*FRAGMENTO DEL DOCUMENTO*
######

Hoy empiezo a trabajar de un gris oscuro, como una nube de tormenta. Ayer tenía un plan de trabajo poético, grandes ideas que sobrevolaban la realidad pidiendo un lenguaje filosófico para expresarlas, permitiéndome observar el mundo a vuelo de pájaro sin mancharme con el desorden y la suciedad de la tierra firme. Y de pronto, mi formación me obliga a cumplir las órdenes de mi sentido de la responsabilidad, una responsabilidad que entendí en exceso y mal cuando me la metieron en la cabeza, y mi sentido de la responsabilidad me empuja, con toda la violencia de un viento huracanado, al templo de la Carrera de San Jerónimo y aterrizo de bruces en el hemiciclo donde nuestros legisladores están debatiendo sobre un asunto tan profundamente humano como la eutanasia.
Se me cayó el alma, y con ella la poesía, a los pies. Tentada estuve hoy de ahorrarme el mal trago de la sesión de control porque ya me imaginaba de qué iba a ir el asunto y solo por imaginarlo se me revolvían las tripas del cuerpo y las del alma. Pero otra vez mi puñetero sentido de la responsabilidad, mal enseñado y peor asimilado, me amargó la mañana y parte de la tarde. ¿Por qué no me habrán educado en la Institución Libre de Enseñanza o, por lo menos, en el Instituto Escuela de Caracas donde solo estuve dos cursos en los que me enseñaron todo lo que sé de gramática española, sin hacerme caminar en fila, en silencio y con las manos atrás?

######

*TAREAS A REALIZAR*
[1] Devuelve literalmente el pasaje del fragmento sobre el debate de la eutanasia que empieza en "Hoy empiezo a" y termina en "como la eutanasia.".
[2] Retoma el fragmento sobre el debate de la eutanasia donde se detiene y continúa su redacción a partir de la última oración.

######

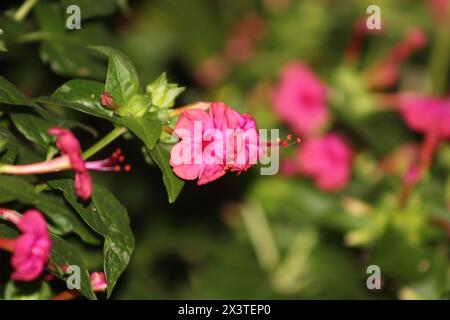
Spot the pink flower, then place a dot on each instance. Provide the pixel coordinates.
(214, 142)
(425, 114)
(68, 145)
(327, 160)
(430, 116)
(31, 248)
(98, 281)
(71, 159)
(299, 99)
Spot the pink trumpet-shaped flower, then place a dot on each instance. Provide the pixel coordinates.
(430, 116)
(70, 159)
(31, 248)
(68, 145)
(327, 160)
(299, 99)
(214, 142)
(98, 281)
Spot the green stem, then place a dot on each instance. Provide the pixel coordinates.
(106, 140)
(440, 61)
(23, 10)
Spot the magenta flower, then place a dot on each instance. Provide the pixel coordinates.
(68, 145)
(430, 116)
(98, 281)
(299, 99)
(31, 248)
(327, 160)
(213, 143)
(426, 114)
(70, 159)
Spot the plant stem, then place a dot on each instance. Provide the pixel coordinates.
(440, 60)
(106, 140)
(23, 10)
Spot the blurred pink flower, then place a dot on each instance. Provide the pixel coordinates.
(430, 116)
(425, 114)
(299, 99)
(212, 143)
(327, 160)
(440, 9)
(31, 248)
(98, 281)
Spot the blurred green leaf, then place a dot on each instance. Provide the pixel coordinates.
(106, 215)
(7, 231)
(66, 50)
(33, 290)
(91, 9)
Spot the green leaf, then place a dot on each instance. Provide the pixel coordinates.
(66, 50)
(122, 80)
(173, 184)
(84, 95)
(90, 9)
(163, 93)
(33, 127)
(8, 147)
(33, 290)
(55, 208)
(106, 215)
(63, 254)
(9, 94)
(147, 127)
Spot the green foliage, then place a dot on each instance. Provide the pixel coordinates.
(241, 237)
(106, 216)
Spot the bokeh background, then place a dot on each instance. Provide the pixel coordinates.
(253, 236)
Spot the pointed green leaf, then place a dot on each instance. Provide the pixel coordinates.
(9, 94)
(66, 50)
(33, 127)
(122, 80)
(63, 254)
(106, 215)
(147, 128)
(84, 95)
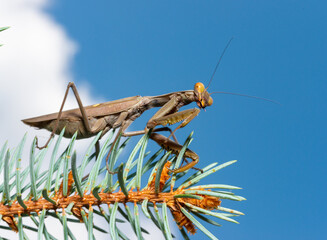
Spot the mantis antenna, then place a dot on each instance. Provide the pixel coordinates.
(244, 95)
(221, 56)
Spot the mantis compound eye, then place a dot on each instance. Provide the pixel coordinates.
(199, 87)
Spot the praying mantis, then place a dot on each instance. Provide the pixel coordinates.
(89, 121)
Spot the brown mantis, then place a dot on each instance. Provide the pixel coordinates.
(89, 121)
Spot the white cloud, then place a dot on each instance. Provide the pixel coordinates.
(34, 72)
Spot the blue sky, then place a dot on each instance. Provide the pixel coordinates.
(278, 52)
(128, 48)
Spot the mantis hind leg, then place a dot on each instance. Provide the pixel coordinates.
(81, 107)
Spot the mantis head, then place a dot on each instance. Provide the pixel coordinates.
(202, 97)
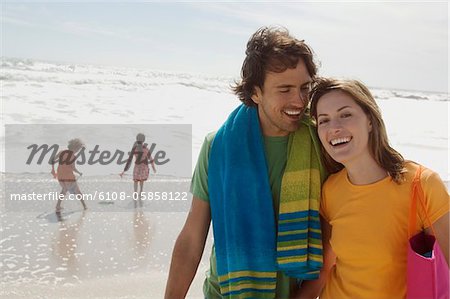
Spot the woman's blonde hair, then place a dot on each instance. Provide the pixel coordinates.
(387, 157)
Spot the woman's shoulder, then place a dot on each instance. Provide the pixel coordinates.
(427, 176)
(336, 178)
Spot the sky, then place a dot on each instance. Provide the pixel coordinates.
(385, 44)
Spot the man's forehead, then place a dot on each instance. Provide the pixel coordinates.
(289, 77)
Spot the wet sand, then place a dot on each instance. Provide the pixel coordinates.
(103, 252)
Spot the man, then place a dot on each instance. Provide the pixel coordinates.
(238, 183)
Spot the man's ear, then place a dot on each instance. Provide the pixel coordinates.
(257, 95)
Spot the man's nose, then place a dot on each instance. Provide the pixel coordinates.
(301, 99)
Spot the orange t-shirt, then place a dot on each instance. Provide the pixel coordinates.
(370, 232)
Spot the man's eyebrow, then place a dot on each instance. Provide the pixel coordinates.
(306, 83)
(343, 107)
(292, 85)
(285, 86)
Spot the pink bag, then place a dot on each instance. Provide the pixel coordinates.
(427, 277)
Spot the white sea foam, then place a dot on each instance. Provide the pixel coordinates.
(126, 254)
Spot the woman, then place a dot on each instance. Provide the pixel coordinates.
(366, 200)
(140, 171)
(66, 170)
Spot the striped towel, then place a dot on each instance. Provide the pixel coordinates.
(248, 250)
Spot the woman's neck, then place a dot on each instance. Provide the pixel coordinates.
(365, 173)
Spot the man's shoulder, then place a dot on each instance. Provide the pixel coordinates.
(209, 138)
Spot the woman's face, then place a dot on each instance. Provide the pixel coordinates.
(343, 128)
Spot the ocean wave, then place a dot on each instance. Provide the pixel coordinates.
(27, 70)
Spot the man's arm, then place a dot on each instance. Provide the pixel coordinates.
(188, 250)
(311, 288)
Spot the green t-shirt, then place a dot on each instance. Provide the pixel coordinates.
(276, 156)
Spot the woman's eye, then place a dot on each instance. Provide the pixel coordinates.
(323, 121)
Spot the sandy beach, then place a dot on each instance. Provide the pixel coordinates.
(113, 250)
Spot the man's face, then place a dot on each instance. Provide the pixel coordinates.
(282, 100)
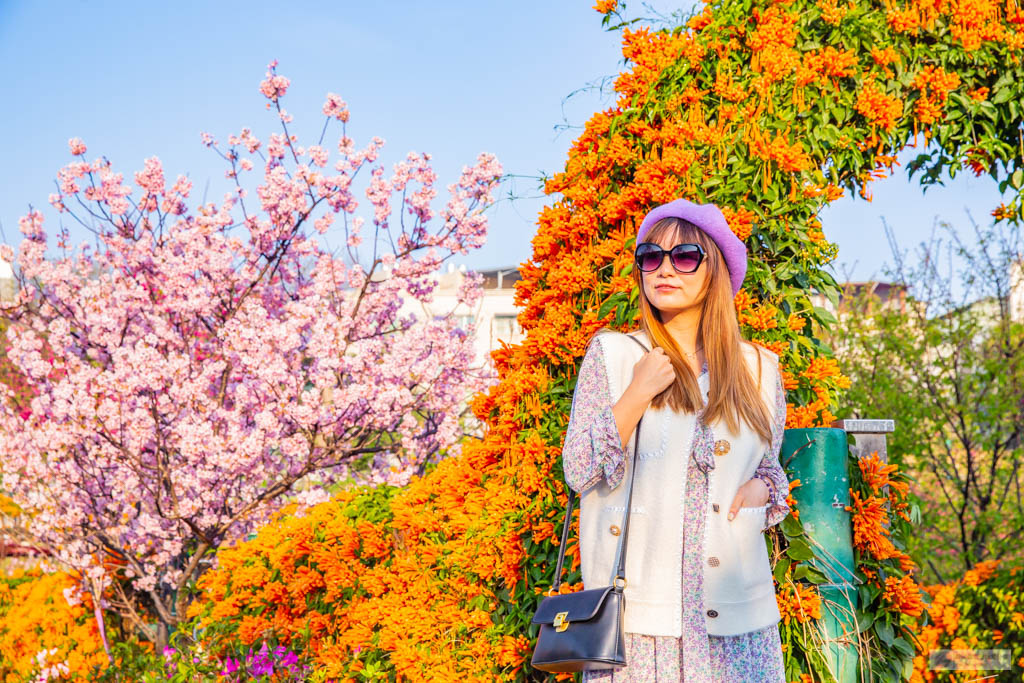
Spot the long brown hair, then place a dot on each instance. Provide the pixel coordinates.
(733, 394)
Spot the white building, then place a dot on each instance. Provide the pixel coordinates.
(493, 319)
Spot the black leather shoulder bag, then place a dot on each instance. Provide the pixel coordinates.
(583, 631)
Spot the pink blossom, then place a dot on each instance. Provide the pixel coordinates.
(336, 107)
(188, 368)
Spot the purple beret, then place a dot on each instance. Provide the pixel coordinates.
(710, 219)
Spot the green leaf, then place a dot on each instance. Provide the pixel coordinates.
(903, 647)
(791, 527)
(799, 550)
(885, 632)
(781, 567)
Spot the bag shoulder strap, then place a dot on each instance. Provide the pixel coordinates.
(621, 551)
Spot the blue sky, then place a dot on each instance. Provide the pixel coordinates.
(452, 79)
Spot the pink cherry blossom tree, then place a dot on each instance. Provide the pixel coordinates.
(201, 365)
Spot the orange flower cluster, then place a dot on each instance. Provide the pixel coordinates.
(903, 594)
(35, 617)
(869, 532)
(740, 220)
(880, 110)
(935, 84)
(446, 582)
(830, 62)
(790, 158)
(339, 584)
(799, 602)
(957, 613)
(832, 12)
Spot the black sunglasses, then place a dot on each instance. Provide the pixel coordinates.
(684, 258)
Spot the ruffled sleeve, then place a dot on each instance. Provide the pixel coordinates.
(770, 470)
(592, 447)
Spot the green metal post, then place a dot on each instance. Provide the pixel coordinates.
(818, 458)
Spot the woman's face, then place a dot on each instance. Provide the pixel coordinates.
(671, 291)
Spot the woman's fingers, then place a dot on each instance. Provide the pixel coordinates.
(754, 494)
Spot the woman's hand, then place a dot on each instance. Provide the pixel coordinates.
(652, 374)
(754, 494)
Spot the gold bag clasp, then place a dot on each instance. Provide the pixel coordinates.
(560, 622)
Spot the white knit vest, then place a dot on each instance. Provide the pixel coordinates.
(739, 594)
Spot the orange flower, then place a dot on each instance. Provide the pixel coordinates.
(879, 108)
(904, 594)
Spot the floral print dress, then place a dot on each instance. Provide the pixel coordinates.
(593, 450)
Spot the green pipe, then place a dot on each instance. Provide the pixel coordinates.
(818, 458)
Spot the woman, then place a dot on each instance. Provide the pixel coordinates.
(699, 595)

######

*RESULTADOS POR TAREA*
[1]
Hoy empiezo a trabajar de un gris oscuro, como una nube de tormenta. Ayer tenía un plan de trabajo poético, grandes ideas que sobrevolaban la realidad pidiendo un lenguaje filosófico para expresarlas, permitiéndome observar el mundo a vuelo de pájaro sin mancharme con el desorden y la suciedad de la tierra firme. Y de pronto, mi formación me obliga a cumplir las órdenes de mi sentido de la responsabilidad, una responsabilidad que entendí en exceso y mal cuando me la metieron en la cabeza, y mi sentido de la responsabilidad me empuja, con toda la violencia de un viento huracanado, al templo de la Carrera de San Jerónimo y aterrizo de bruces en el hemiciclo donde nuestros legisladores están debatiendo sobre un asunto tan profundamente humano como la eutanasia.

[2]
En las redes que frecuento como parte de mi trabajo diario se agotaron ayer todos los calificativos para denostar las intervenciones de los diputados de las derechas contra el proyecto de ley de eutanasia; unos racionales y correctos y otros de los que en mis tiempos se llamaban impublicables. Total, que me han dejado sin adjetivos. Lo que me ha quedado de ese mal llamado debate han sido el estupor y el miedo o, para ser más sincera y precisa, pasmo y pánico. Todo el que haya querido informarse ya sabe las salvajadas que dijeron las derechas contra el proyecto del gobierno. Salvajadas, digo, porque retrotraían a tiempos de salvajes que aún no habían descubierto la civilización. Pero me desdigo; salvajadas, no. Lo que ayer evidenciaron los argumentos de los diputados de las derechas fue una falta de humanidad, una carencia de valores y sentimientos humanos que helaban las glándulas y la mente. Creo que ni entre los salvajes se daba ni se da semejante falta de compasión con sus congéneres. Tras el estupor que me causó semejante lesa humanidad, me puse a reflexionar.
Vamos a ver, me dije. Tampoco es para tanto. Muchos diputados son tan sensibles a cámaras y micrófonos que en cuanto se ven hablando ante un público de cientos, más todos los que suponen que les ven por la tele, no pueden evitar que les entre la vena histriónica y se ponen a decirlas gordas para llamar la atención presumiendo de ironía y hasta de sarcasmo y mala educación. No creo que los diputados que participaron ayer sean tan bestias como cabría deducir de sus palabras. ¿Qué peligro pueden entrañar unos actores de cuarta que ni siquiera llegan a payasos de segunda?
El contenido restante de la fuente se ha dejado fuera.